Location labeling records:
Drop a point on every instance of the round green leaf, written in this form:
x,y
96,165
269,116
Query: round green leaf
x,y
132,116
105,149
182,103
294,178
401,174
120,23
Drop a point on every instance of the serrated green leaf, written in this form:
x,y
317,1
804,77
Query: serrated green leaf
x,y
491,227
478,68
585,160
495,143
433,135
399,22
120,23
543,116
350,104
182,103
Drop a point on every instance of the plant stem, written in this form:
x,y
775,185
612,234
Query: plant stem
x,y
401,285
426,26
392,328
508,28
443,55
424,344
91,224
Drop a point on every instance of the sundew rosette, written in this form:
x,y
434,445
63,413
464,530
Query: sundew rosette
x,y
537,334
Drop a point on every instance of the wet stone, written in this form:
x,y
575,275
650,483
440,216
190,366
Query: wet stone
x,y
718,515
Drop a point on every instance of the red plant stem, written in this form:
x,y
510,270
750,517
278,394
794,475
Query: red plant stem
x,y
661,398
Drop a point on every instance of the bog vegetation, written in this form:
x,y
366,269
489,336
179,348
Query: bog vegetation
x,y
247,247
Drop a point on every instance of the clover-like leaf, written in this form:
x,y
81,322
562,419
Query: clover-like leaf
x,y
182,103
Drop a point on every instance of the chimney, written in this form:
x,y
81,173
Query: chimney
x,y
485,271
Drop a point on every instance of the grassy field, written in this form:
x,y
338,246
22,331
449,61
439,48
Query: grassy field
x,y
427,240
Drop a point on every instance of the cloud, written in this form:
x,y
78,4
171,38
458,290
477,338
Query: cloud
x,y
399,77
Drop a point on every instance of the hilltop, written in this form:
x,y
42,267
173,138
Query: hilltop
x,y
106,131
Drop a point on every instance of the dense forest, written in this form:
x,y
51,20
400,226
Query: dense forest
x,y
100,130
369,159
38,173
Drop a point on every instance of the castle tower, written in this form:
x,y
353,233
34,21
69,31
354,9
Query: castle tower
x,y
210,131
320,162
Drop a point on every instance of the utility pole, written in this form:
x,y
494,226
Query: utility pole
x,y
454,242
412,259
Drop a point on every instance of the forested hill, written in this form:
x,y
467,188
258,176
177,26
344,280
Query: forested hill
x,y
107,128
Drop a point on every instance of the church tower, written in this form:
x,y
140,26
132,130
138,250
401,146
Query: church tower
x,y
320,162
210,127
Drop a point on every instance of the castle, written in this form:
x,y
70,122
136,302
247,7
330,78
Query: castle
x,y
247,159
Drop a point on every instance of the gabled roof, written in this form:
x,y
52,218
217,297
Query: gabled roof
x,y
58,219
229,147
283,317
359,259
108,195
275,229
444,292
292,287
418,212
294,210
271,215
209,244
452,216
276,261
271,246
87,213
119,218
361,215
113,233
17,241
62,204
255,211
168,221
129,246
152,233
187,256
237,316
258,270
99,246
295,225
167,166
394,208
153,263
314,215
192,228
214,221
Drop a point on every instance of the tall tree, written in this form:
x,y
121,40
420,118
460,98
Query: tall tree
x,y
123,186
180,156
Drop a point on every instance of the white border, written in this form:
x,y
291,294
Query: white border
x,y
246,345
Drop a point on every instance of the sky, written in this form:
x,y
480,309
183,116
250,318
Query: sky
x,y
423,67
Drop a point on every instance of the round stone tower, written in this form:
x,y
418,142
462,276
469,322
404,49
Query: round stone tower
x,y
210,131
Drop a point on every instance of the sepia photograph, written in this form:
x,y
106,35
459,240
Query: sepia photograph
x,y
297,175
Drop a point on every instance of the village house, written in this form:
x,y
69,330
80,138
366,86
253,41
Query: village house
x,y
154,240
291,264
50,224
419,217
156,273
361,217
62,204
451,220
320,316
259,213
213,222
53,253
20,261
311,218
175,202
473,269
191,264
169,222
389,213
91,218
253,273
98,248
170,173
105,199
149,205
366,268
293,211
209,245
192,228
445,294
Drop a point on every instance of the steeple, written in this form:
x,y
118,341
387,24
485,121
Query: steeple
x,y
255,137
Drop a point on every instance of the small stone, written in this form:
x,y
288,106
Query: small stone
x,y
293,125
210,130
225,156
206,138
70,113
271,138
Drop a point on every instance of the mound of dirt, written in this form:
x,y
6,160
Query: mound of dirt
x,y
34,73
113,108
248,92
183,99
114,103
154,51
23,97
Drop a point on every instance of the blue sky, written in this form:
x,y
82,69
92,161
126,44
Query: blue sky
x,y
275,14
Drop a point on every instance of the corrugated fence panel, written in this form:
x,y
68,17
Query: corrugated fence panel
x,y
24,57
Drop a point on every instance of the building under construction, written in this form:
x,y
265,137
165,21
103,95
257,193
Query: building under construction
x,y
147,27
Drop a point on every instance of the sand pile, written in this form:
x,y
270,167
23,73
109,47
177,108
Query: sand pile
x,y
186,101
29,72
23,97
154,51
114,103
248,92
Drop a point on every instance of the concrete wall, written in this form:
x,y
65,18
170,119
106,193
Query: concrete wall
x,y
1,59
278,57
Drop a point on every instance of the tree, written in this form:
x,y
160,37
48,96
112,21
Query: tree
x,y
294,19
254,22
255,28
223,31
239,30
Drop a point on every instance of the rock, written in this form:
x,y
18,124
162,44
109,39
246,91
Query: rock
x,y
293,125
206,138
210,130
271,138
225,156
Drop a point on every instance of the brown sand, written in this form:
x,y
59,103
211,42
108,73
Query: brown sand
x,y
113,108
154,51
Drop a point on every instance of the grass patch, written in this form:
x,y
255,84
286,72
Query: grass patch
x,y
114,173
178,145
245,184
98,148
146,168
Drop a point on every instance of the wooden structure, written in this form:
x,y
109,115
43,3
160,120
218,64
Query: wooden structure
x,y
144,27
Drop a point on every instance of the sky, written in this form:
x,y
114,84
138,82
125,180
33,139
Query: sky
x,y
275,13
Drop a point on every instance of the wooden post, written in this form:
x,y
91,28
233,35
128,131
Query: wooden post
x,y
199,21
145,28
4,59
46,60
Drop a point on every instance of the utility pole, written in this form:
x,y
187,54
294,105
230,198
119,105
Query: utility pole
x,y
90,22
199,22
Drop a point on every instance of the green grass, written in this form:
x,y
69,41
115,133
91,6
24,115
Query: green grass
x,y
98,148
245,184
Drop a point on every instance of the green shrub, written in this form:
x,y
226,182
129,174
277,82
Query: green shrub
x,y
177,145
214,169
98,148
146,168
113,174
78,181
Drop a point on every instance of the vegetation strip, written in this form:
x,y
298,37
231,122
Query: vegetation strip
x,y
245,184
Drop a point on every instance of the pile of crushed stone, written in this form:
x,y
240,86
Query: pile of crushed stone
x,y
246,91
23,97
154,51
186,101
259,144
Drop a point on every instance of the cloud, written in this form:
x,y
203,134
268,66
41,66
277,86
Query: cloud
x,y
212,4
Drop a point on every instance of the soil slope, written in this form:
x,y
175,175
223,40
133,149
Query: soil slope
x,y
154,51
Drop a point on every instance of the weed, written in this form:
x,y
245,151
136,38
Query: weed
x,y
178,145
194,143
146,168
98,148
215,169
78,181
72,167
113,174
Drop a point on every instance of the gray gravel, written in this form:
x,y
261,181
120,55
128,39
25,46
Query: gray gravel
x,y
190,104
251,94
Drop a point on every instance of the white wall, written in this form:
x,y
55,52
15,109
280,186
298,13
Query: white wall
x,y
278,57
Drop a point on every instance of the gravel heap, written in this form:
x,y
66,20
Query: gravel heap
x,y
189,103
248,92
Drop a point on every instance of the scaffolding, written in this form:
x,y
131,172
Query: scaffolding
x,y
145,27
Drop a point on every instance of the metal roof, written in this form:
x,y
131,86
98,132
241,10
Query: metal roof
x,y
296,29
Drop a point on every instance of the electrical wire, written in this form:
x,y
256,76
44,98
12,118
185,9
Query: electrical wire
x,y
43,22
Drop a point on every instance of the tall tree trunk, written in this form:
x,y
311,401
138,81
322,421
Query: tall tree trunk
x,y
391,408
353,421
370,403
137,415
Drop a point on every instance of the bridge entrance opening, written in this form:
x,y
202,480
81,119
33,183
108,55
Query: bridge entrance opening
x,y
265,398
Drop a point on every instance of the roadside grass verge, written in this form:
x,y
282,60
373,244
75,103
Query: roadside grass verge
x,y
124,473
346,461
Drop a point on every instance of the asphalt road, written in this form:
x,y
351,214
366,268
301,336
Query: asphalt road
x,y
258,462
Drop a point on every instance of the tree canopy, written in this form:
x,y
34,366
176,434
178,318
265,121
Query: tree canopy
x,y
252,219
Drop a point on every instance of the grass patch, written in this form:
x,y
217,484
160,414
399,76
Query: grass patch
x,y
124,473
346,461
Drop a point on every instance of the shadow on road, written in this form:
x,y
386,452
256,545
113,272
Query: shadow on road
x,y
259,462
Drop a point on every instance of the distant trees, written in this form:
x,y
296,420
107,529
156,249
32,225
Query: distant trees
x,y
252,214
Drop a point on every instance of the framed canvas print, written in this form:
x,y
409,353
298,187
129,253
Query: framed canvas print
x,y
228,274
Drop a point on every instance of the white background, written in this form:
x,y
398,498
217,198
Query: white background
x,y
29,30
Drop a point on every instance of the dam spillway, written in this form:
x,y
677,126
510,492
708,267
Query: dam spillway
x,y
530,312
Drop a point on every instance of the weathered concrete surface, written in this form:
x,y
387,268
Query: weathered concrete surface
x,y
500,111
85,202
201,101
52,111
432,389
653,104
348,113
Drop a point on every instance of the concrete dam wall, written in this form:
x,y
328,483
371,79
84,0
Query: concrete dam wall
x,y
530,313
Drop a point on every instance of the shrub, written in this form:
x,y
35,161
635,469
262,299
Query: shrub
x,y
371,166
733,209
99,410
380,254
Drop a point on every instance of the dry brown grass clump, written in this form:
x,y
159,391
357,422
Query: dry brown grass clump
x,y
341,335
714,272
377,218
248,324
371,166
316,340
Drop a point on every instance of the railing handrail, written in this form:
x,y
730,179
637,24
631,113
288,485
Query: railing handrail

TASK STATEMENT: Quote the lines of the listing above that run from the line with "Drop a point on every instance of the white background, written" through its last line, both included, and nothing else.

THE OUTPUT:
Drop a point on every instance of the white background, written in this form:
x,y
398,498
217,198
Query: white background
x,y
29,30
Drop a point on every instance of the dam spillway, written in this form:
x,y
677,126
510,492
708,267
Query: dam spillway
x,y
530,312
Drop a point on every instance of the weathered concrete surface, written in this form:
x,y
387,268
Query: weathered concrete surface
x,y
500,111
85,202
201,101
52,111
432,389
653,104
348,113
Drop a point on every instance of the concrete dam wall, written in this form:
x,y
328,483
371,79
84,0
Query: concrete dam wall
x,y
530,313
Drop a point on every instance of the shrub, written in this form:
x,y
35,161
635,469
262,299
Query: shrub
x,y
371,166
733,209
99,410
380,254
Drop a point on every instance of the dry brown grass clump, written in this form:
x,y
159,391
357,422
Query: dry brown grass clump
x,y
341,335
714,272
377,218
248,324
371,166
316,340
Drop a point on every instance of the railing handrail, written in this form:
x,y
730,179
637,24
631,113
288,485
Query: railing handrail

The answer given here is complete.